I have not dug into the amazing craft of woodworking – yet – but I’ve gotten so many questions about the cedar table in our Lake House I thought I would add a brief post. 

I knew that I wanted one for behind our couch. When we have people over, we tend to have a lot of people over and it’s most often for a watch party of some kind, so additional seats facing the TV with a bonus of a countertop to serve as a buffet or place settings is perfect for our intended use.

As it turns out, the 36″ counter height I wanted is a little unusual for a table and so it’s typically custom work. Our couch is 11 feet wide, so I wanted a counter of at least 6 feet, longer being better for accommodating more seats if possible.

Custom Made Tables

I found some great looking shops, like this one on Etsy:

The length I want costs even more than what’s listed here. It’s within my budget, but I see a potential opportunity here. Besides, any excuse for a new project is good enough for me! Though I’m not a highly experienced woodcraftsman, the tools needed for this beyond basic hand tools are a sander and a drill, both of which I have.

The tricky part was finding the materials. I remember from a past project spending a lot of time and money tracking down mahogany lumber for a small boat-building project.

Sourcing the Wood

I live in that part of East Texas called the Piney Woods. We are surrounded by trees. I’m always stuck in traffic behind slow logging trucks. Guys are selling cheap firewood every half mile along the highway it seems. Hurricane Harvey knocked a couple down for sure, and construction is booming so lots are being cleared. There has got to be some nice-looking, inexpensive wood around here somewhere!

I know Craigslist is a great source for used wooden pallets, so I look there. Nothing on my first try, but there are some ads for hauling off single cut-up trees from yard clearing so I feel like something is bound to come up if I’m patient.

I also take a look at Facebook Marketplace, which is pretty much like a Facebook version of Craigslist, also localized to your area. Better, you can save things you are searching for and get notifications when new listings pop up. In only a few days, this appeared:

Yep – $20!

I messaged right away and they still had some. The $20 slabs were only 1″ thick, something I forgot to ask about before I drove to their place about 30 minutes away. But they had some 2 inch ones already cut that were perfect. Turns out these guys are a little mom-and-pop-shop lumberyard, and they’ll do custom cuts too. The 2″ slabs were $40, so I picked three to take home with me.

Why three? Because $40 is a steal! And I had two kids recently moved into new homes who might also want some, because yes, the whole family is full of project nerds of all kinds. And if they didn’t, boo-yah more for another project. Of course it is a little more challenging to hoard wood like I hoard craft bits and pieces, but it can be done sparingly before I can’t walk through my garage.

Cedar has a striking red core with blonde border underneath the bark. Stunning colors, and the red tones are a great fit with our red-toned cherry wood floors. I know, they look pretty rough here, but wait until the finish is applied – you’ll see how the colors just glow.

Explore the material.
[A] Retype the cedar table post between "Sourcing the Wood" and "if I’m patient.", inclusive.
[B] How would you render this sentence from the cedar table post in Spanish: "Cedar has a striking red core with blonde border underneath the bark."
[C] In the cedar table post, what counter height was wanted for the table?

[Records from a dataset]
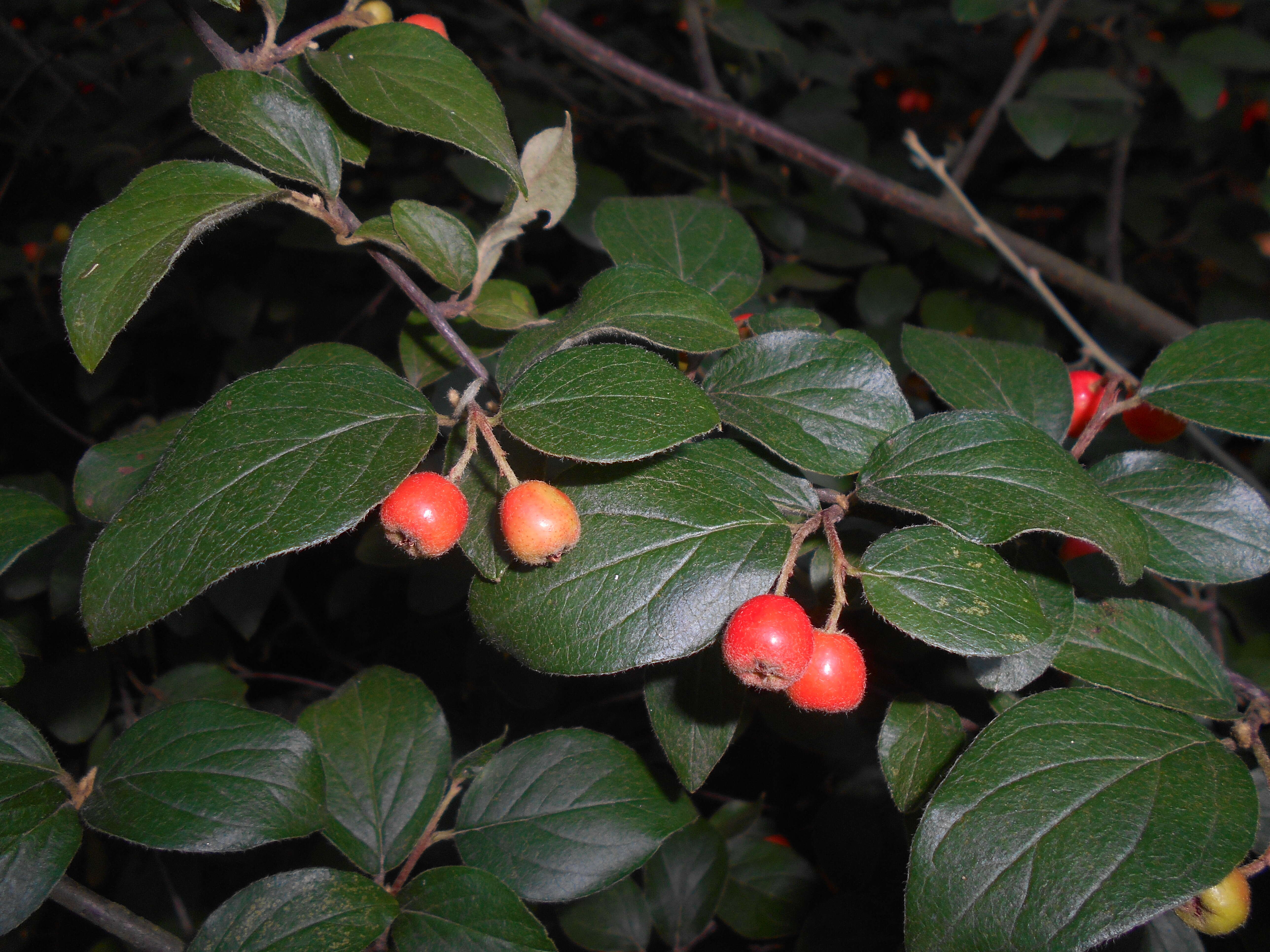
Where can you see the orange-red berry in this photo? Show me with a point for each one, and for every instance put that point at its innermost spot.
(835, 680)
(1086, 394)
(428, 22)
(769, 642)
(426, 515)
(1154, 426)
(540, 524)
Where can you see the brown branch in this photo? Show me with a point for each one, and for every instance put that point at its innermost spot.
(111, 917)
(1009, 87)
(1116, 299)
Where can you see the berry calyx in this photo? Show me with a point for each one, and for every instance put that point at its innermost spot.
(1154, 426)
(1220, 909)
(1075, 549)
(1086, 394)
(428, 22)
(375, 12)
(835, 678)
(539, 522)
(425, 516)
(769, 643)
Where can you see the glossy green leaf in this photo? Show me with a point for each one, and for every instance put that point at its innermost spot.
(985, 375)
(917, 741)
(1074, 817)
(1150, 653)
(617, 919)
(413, 79)
(563, 814)
(110, 474)
(964, 598)
(1217, 376)
(821, 403)
(463, 909)
(605, 404)
(385, 751)
(684, 883)
(272, 125)
(629, 301)
(991, 476)
(329, 353)
(208, 777)
(704, 243)
(1203, 524)
(695, 706)
(769, 892)
(301, 911)
(674, 545)
(276, 461)
(26, 518)
(505, 305)
(121, 251)
(437, 240)
(1044, 125)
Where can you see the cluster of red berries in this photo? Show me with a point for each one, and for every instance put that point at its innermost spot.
(770, 644)
(427, 515)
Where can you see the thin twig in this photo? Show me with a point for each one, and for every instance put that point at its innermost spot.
(1010, 85)
(111, 917)
(1033, 277)
(1116, 209)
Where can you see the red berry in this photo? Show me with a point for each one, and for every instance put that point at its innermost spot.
(428, 22)
(539, 522)
(835, 680)
(1086, 394)
(1154, 426)
(769, 643)
(1076, 548)
(425, 516)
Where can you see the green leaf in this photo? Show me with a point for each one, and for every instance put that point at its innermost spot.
(413, 79)
(299, 912)
(887, 294)
(769, 889)
(917, 741)
(505, 305)
(1202, 522)
(617, 919)
(1074, 817)
(629, 301)
(110, 474)
(461, 909)
(270, 124)
(964, 598)
(276, 461)
(821, 403)
(1150, 653)
(704, 243)
(563, 814)
(695, 706)
(1217, 376)
(676, 544)
(684, 883)
(605, 404)
(1044, 125)
(437, 240)
(385, 751)
(26, 518)
(208, 777)
(121, 251)
(984, 375)
(991, 476)
(1229, 49)
(329, 353)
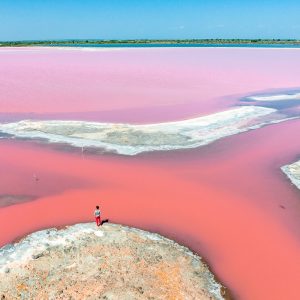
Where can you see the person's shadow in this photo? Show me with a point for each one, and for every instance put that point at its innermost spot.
(104, 221)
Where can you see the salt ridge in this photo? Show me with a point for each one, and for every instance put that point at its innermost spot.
(127, 139)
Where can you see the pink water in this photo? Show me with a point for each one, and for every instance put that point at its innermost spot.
(227, 201)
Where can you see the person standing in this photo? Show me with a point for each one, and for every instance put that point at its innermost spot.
(97, 214)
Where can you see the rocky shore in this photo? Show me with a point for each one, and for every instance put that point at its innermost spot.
(110, 262)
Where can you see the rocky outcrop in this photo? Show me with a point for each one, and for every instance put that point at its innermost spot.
(110, 262)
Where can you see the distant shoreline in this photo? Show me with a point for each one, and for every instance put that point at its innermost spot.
(157, 43)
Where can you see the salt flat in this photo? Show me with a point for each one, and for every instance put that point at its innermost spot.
(293, 173)
(128, 139)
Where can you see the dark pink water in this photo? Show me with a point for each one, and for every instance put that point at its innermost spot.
(228, 201)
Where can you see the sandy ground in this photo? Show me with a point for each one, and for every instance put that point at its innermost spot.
(110, 262)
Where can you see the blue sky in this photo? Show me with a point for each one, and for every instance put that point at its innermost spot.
(122, 19)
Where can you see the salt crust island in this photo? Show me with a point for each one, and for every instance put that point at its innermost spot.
(128, 139)
(293, 173)
(111, 262)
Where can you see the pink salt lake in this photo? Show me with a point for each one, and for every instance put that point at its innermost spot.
(228, 201)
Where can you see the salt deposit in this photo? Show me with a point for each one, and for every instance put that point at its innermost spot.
(128, 139)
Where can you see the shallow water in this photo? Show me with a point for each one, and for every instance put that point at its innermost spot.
(228, 201)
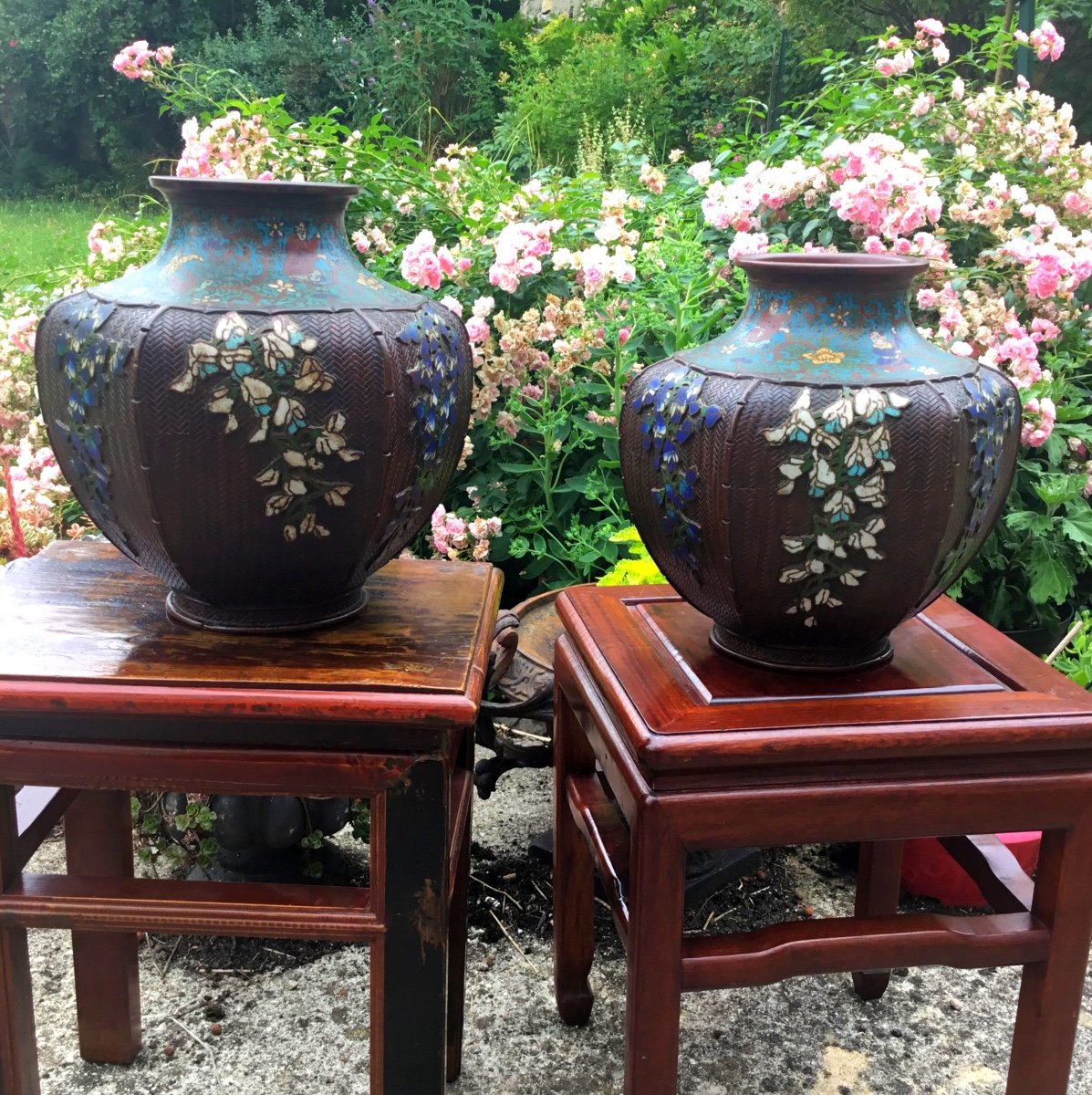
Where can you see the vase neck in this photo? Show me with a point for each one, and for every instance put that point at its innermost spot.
(848, 310)
(256, 245)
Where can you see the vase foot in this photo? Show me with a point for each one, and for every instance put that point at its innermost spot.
(801, 658)
(197, 613)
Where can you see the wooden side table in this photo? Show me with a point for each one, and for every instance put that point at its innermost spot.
(100, 694)
(663, 745)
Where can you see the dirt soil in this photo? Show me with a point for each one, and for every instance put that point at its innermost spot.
(280, 1017)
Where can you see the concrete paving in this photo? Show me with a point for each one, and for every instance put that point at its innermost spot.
(306, 1029)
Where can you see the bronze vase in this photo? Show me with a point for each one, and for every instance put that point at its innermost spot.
(252, 416)
(821, 472)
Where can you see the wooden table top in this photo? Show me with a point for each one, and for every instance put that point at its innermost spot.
(86, 628)
(955, 687)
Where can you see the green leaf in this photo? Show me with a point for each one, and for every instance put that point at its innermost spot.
(1076, 525)
(1052, 580)
(1024, 519)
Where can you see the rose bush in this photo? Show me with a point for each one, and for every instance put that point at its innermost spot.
(568, 285)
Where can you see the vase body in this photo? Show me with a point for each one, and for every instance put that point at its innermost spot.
(252, 416)
(821, 472)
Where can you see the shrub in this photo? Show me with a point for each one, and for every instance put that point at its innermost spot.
(568, 284)
(681, 70)
(290, 49)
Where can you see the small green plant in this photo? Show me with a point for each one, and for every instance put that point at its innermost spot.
(1075, 658)
(171, 831)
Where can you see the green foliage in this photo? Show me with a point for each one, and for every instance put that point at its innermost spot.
(681, 70)
(294, 49)
(169, 831)
(638, 568)
(427, 67)
(67, 121)
(1076, 660)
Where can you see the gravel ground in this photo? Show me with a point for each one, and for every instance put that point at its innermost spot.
(302, 1024)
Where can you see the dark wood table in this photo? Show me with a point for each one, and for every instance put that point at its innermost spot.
(100, 694)
(663, 745)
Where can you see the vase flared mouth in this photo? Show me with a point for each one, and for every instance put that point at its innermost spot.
(174, 186)
(821, 268)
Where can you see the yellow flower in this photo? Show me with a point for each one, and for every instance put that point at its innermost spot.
(824, 356)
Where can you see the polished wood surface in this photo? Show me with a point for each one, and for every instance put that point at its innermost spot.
(103, 695)
(685, 707)
(88, 635)
(104, 620)
(663, 746)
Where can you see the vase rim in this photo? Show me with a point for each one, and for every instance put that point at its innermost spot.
(172, 184)
(890, 271)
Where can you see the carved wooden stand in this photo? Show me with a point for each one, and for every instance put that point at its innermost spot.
(99, 694)
(963, 733)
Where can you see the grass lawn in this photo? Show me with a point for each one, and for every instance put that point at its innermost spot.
(40, 235)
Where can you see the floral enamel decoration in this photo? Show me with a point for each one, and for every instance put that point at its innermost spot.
(88, 360)
(671, 412)
(258, 381)
(845, 458)
(441, 362)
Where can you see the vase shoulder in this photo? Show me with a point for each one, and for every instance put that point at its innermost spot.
(827, 338)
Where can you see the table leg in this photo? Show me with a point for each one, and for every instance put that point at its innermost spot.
(654, 959)
(1051, 990)
(456, 931)
(879, 874)
(410, 962)
(574, 875)
(99, 844)
(18, 1049)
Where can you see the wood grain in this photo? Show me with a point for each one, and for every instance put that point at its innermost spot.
(663, 745)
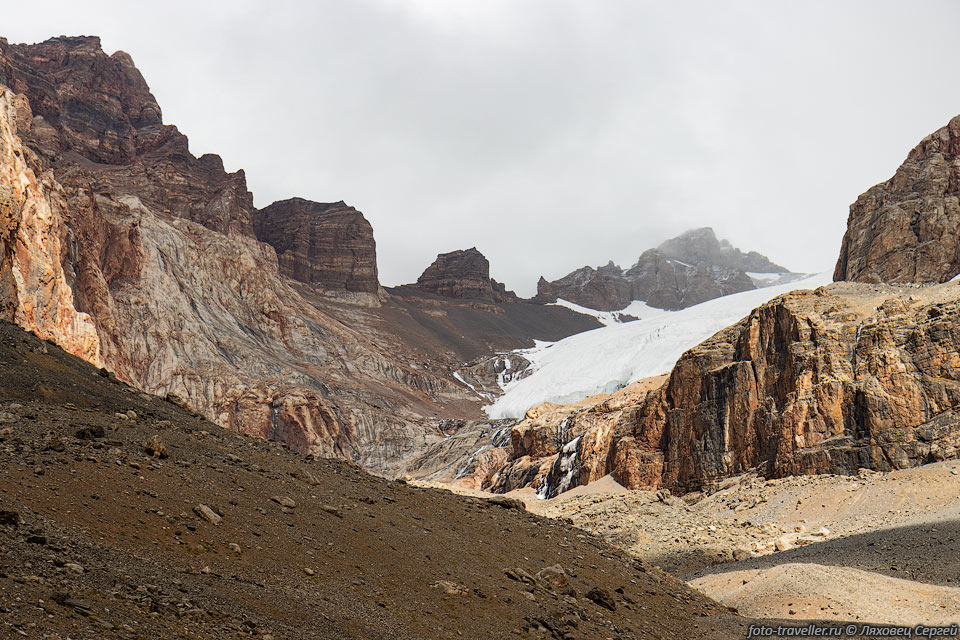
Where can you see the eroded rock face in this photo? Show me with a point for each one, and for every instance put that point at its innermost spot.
(99, 107)
(907, 229)
(135, 255)
(329, 245)
(683, 271)
(463, 274)
(832, 381)
(128, 251)
(34, 288)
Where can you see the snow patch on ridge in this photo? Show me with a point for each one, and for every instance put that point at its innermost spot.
(606, 359)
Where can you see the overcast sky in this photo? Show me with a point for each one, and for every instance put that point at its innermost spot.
(548, 134)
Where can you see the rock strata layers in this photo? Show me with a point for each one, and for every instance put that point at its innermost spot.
(135, 255)
(121, 246)
(463, 274)
(683, 271)
(844, 378)
(907, 229)
(329, 245)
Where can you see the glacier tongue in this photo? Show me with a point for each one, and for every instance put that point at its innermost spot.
(606, 359)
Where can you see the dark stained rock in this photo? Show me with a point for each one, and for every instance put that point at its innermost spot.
(831, 381)
(907, 229)
(330, 245)
(463, 274)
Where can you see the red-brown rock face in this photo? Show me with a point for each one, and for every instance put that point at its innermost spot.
(125, 249)
(99, 107)
(327, 245)
(845, 378)
(463, 274)
(907, 229)
(133, 254)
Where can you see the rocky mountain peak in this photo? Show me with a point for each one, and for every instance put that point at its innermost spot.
(701, 245)
(907, 229)
(329, 245)
(464, 273)
(683, 271)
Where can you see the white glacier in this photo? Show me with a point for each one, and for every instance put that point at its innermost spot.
(606, 359)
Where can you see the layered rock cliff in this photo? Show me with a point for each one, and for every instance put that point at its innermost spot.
(683, 271)
(329, 245)
(463, 274)
(151, 269)
(121, 246)
(907, 229)
(847, 377)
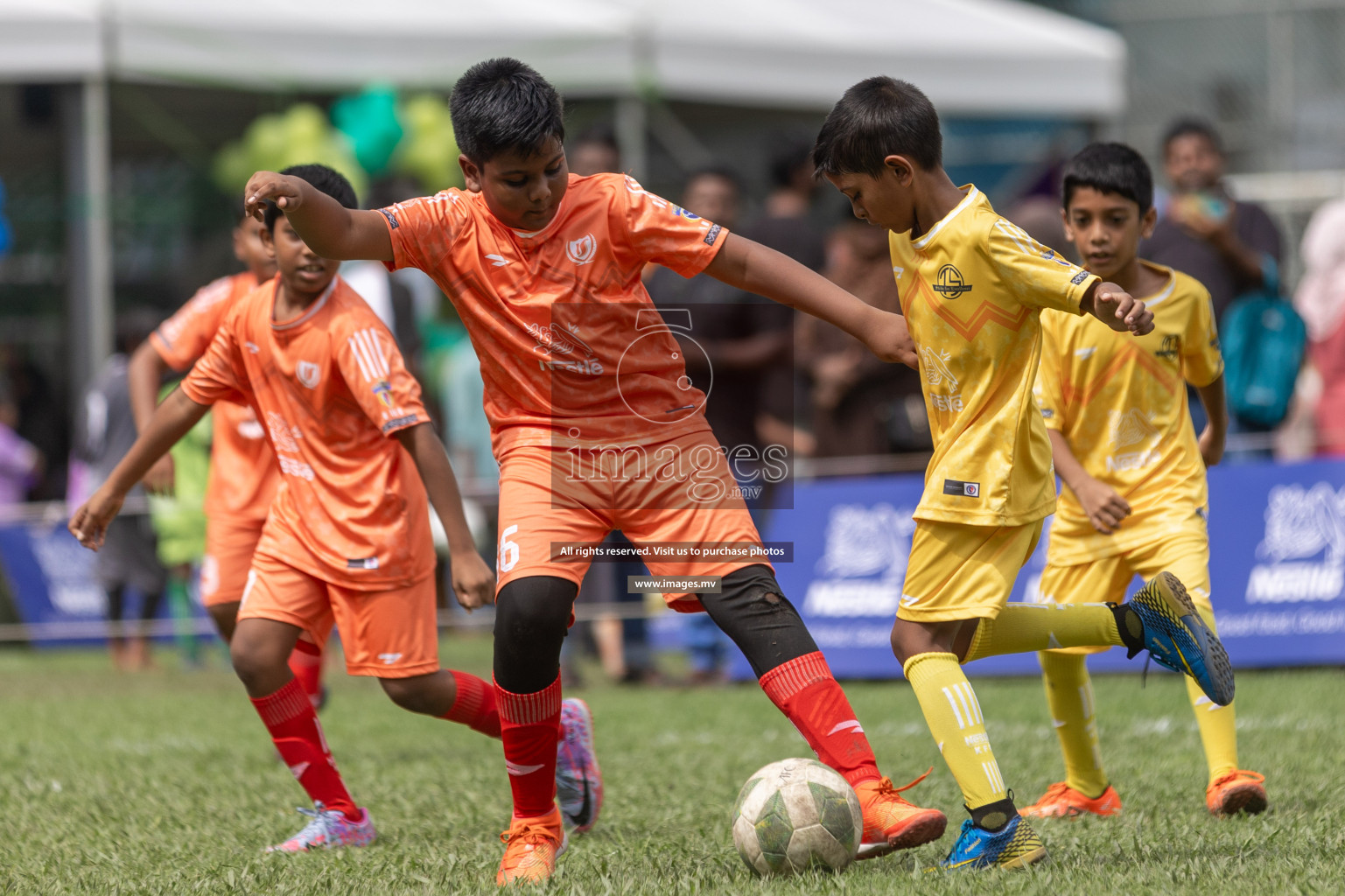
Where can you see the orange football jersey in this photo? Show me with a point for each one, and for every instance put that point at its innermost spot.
(331, 389)
(571, 348)
(243, 475)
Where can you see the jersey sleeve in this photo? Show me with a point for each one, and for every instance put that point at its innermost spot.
(1048, 388)
(1034, 275)
(668, 234)
(423, 230)
(186, 335)
(1202, 363)
(220, 374)
(375, 373)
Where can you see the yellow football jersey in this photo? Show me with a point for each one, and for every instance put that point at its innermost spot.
(973, 288)
(1121, 402)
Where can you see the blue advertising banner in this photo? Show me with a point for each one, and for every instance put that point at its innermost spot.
(1277, 556)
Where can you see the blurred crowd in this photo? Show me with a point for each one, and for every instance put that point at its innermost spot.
(778, 378)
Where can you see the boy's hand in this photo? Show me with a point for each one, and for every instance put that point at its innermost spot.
(473, 583)
(889, 340)
(284, 190)
(89, 523)
(1121, 311)
(1104, 508)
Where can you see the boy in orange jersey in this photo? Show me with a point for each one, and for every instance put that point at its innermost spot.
(1134, 470)
(973, 288)
(347, 540)
(596, 427)
(243, 475)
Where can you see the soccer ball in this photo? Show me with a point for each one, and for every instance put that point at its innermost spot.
(795, 813)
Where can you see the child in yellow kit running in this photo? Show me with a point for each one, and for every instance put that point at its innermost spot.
(1134, 472)
(973, 288)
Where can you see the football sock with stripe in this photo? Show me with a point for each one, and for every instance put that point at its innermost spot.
(305, 661)
(1071, 701)
(1217, 731)
(530, 727)
(806, 692)
(473, 705)
(298, 735)
(1021, 628)
(954, 718)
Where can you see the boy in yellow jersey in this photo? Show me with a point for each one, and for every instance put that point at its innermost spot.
(1134, 472)
(973, 288)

Task-by-task outputs.
[A]
Sourcing the Wood

I live in that part of East Texas called the Piney Woods. We are surrounded by trees. I’m always stuck in traffic behind slow logging trucks. Guys are selling cheap firewood every half mile along the highway it seems. Hurricane Harvey knocked a couple down for sure, and construction is booming so lots are being cleared. There has got to be some nice-looking, inexpensive wood around here somewhere!

I know Craigslist is a great source for used wooden pallets, so I look there. Nothing on my first try, but there are some ads for hauling off single cut-up trees from yard clearing so I feel like something is bound to come up if I’m patient.

[B] El cedro tiene un llamativo núcleo rojo con un borde rubio debajo de la corteza.

[C] 36 inches.